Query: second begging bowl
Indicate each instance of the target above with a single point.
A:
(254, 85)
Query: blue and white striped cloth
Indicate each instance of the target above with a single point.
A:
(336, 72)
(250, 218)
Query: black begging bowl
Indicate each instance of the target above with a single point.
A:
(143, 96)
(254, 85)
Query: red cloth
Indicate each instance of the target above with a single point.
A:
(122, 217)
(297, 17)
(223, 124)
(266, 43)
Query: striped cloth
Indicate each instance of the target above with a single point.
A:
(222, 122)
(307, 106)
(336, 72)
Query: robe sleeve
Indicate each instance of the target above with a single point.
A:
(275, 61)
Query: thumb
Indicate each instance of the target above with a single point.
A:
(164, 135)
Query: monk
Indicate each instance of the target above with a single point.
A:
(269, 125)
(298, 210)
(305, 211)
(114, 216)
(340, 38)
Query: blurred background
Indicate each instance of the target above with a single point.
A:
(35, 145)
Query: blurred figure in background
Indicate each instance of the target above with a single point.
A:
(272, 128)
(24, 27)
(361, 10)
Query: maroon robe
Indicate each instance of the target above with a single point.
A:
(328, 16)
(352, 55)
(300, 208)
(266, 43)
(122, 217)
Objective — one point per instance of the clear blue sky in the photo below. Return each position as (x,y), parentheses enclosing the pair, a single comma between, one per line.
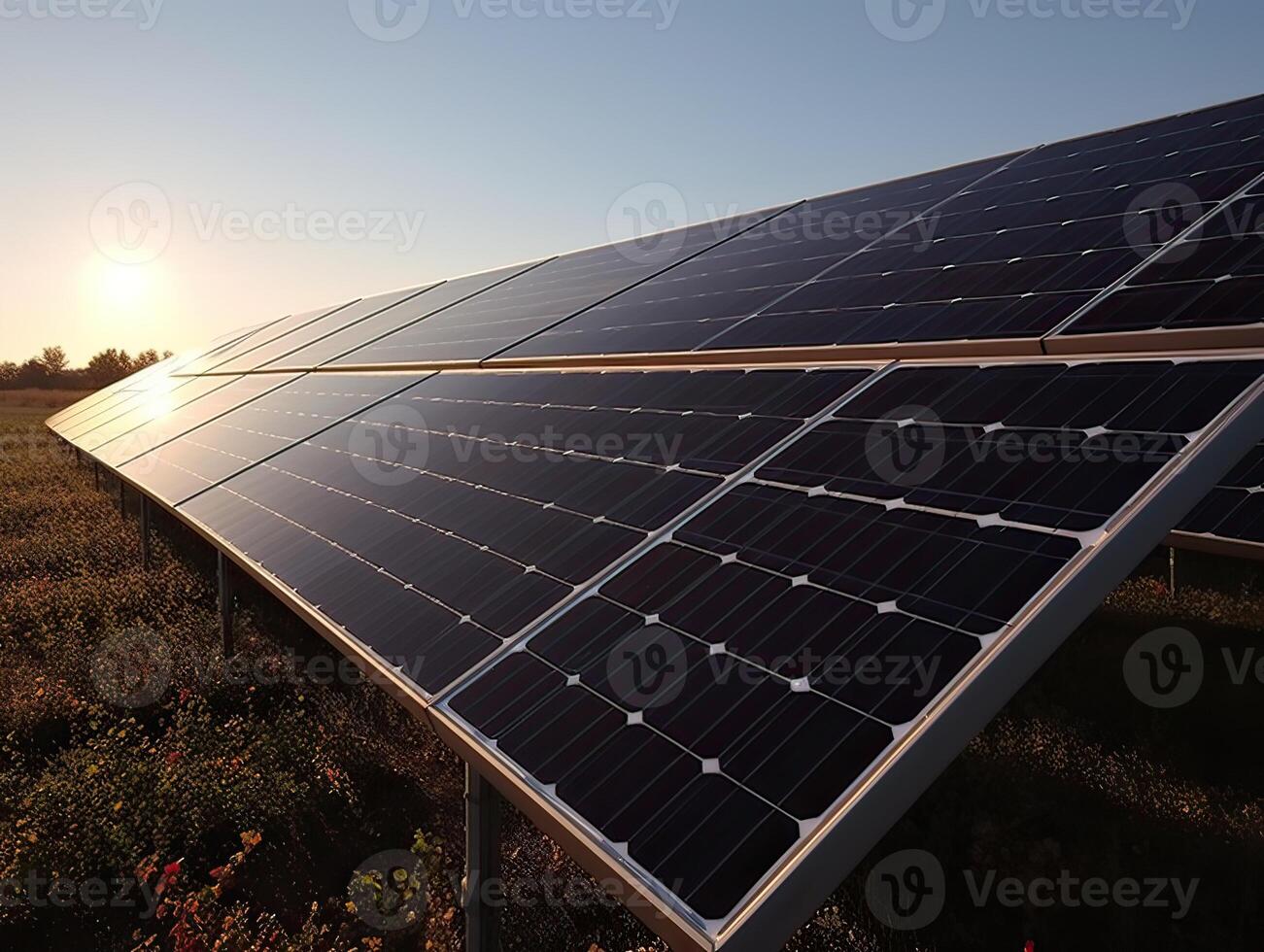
(511,135)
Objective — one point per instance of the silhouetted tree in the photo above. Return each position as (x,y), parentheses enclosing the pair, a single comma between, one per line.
(32,374)
(54,360)
(108,367)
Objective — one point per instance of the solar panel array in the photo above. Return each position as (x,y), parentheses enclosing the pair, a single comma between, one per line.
(689,541)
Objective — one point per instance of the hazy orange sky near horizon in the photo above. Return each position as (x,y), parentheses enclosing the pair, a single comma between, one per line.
(188,170)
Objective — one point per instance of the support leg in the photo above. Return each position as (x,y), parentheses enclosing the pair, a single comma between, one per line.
(483,808)
(144,532)
(226,603)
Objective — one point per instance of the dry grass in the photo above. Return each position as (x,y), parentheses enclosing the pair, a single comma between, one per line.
(38,398)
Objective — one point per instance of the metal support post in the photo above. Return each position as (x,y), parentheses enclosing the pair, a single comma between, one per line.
(483,810)
(226,602)
(146,554)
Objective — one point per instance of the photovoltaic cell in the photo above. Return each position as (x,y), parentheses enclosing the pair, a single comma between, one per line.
(478,502)
(148,378)
(1028,248)
(154,434)
(754,667)
(395,318)
(1235,508)
(156,399)
(1213,278)
(704,297)
(269,332)
(538,298)
(348,319)
(234,441)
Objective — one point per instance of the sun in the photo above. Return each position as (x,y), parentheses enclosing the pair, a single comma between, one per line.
(124,286)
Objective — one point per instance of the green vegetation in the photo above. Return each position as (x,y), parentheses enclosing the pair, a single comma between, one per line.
(51,370)
(246,805)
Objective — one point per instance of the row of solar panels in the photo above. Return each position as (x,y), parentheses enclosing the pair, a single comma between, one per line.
(517,546)
(143,427)
(704,624)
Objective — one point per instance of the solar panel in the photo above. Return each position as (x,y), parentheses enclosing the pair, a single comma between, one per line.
(542,296)
(152,435)
(704,298)
(716,629)
(1233,516)
(1010,256)
(158,398)
(397,318)
(437,525)
(771,671)
(120,391)
(343,319)
(1210,280)
(289,412)
(272,331)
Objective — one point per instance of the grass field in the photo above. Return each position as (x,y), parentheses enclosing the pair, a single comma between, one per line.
(36,398)
(240,799)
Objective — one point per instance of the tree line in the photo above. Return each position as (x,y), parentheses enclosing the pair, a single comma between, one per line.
(51,369)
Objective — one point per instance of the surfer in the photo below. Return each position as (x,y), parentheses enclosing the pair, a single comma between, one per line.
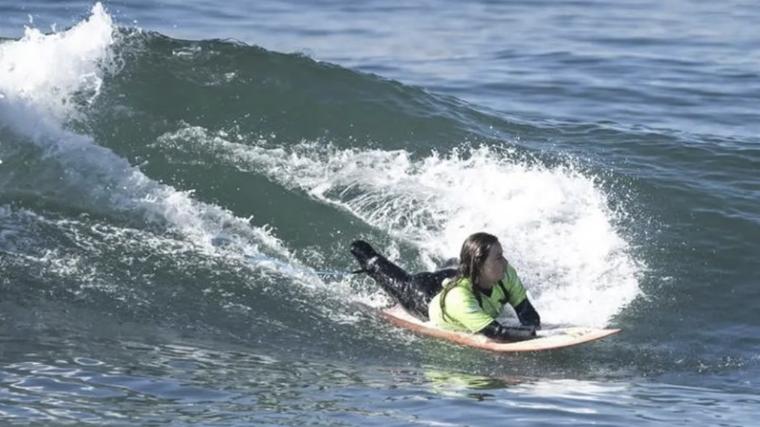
····················
Exact repetition of all entries is required. The pictures should not appear.

**Response box**
Query: second begging bowl
Indicate each instance of the target above with a single point.
A:
(254, 85)
Query: blue and white striped cloth
Indicate each instance of the target above with a single point.
A:
(336, 72)
(250, 218)
Query: black begging bowl
Indicate each instance of the target above with a single point.
A:
(143, 96)
(254, 85)
Query: red cloth
Indicate each instance of the target above with a single point.
A:
(122, 217)
(297, 17)
(223, 124)
(266, 43)
Query: striped cloth
Indicate each instance of the target above with a single point.
A:
(222, 122)
(307, 106)
(336, 72)
Query: robe sleeve
Indicate each instance of the target above with a single point.
A:
(275, 61)
Query: thumb
Indicate each instance of the target above with a single point.
A:
(164, 135)
Query: monk
Indicate each instance of the target above with a single point.
A:
(269, 125)
(298, 210)
(305, 211)
(114, 216)
(340, 38)
Query: blurred background
Indicate each instance of the target above with a single point.
A:
(35, 145)
Query: blurred figure in background
Indicate each instance of the target above with a single point.
A:
(272, 128)
(24, 27)
(361, 10)
Query: maroon robe
Indicate each instance of the target above with a single point.
A:
(328, 16)
(352, 55)
(300, 208)
(266, 43)
(122, 217)
Objective — one point per instance of the clear blue sky in the photo below. Return each position as (x,y), parentheses enclosing the pair, a single comma between, one per line.
(511,135)
Objective — one point per instance of the silhouetted tree in the photo above. Return each position as (x,y), parentheses enclosing the pair, a single comma between, one per line.
(32,374)
(54,360)
(108,367)
Objective — one point per instance of the solar panel array in the photo above. Return each position as (x,y), parentheses enclosing the pair, a single comma between, one per line.
(689,541)
Objective — one point per instance of the hazy orange sky near horizon in the photo above. Return each position as (x,y), parentheses enclosing the pair, a single comma between, one per line.
(188,170)
Objective — one point per instance of the support leg in the photo above. Return each position as (x,y), parentheses enclosing the pair, a single comma between, one per line.
(483,808)
(144,532)
(226,603)
Objective — one point per instance of the dry grass in the photo above. Return each position as (x,y), parentheses enclosing the pair, a single comma between, one per line.
(38,398)
Objective — one point per instance of the metal support post in the photo above. Return each position as (x,y), parentheses enclosing the pair, a single comma between, one per line.
(483,810)
(226,602)
(146,554)
Objective — one point per instance of the photovoltaic cell in the photo above. Return each position as (x,y), parentheses enclosing the pair, a single comma between, one per line.
(478,502)
(148,378)
(1028,248)
(154,434)
(754,667)
(395,318)
(1235,508)
(156,399)
(1213,278)
(704,297)
(269,332)
(538,298)
(348,319)
(234,441)
Objective — one point per instance of the sun in the photo above. Return each position as (x,y), parentheses enclosing the pair, a single comma between, one per line.
(124,286)
Objective — one point per instance of the green vegetation in the photo above. Return each position as (x,y), parentheses enclosing the pair, a single comma between, one per line.
(51,370)
(246,805)
Objective — one point per instance of the row of solar panels in the photo above. Return each position as (x,y), parentheses enclosing the pair, a single comma between, one per line.
(517,546)
(143,427)
(704,624)
Objective — one point per instance of the solar panel in the photo above. Return each position as (x,y), parentheses enclosing the pair, a single comma between, one per line.
(542,296)
(152,435)
(704,298)
(716,629)
(1233,516)
(1010,256)
(158,398)
(397,318)
(437,525)
(771,671)
(120,391)
(343,319)
(1210,280)
(289,412)
(272,331)
Objective — one point per instance of the grass field in the photo above. Return each position as (x,y), parentheses enclosing the pair, a single comma between, one per line.
(36,398)
(240,799)
Objective — one point per instance of the tree line in the photo above. Return each position as (x,y), parentheses enclosing the pair, a single comma between, one per line.
(51,369)
Objective — one point per instance of the surfer in the photo below. Return each position as (x,y), parentheses enclosing the pair, a single comma between, one per line.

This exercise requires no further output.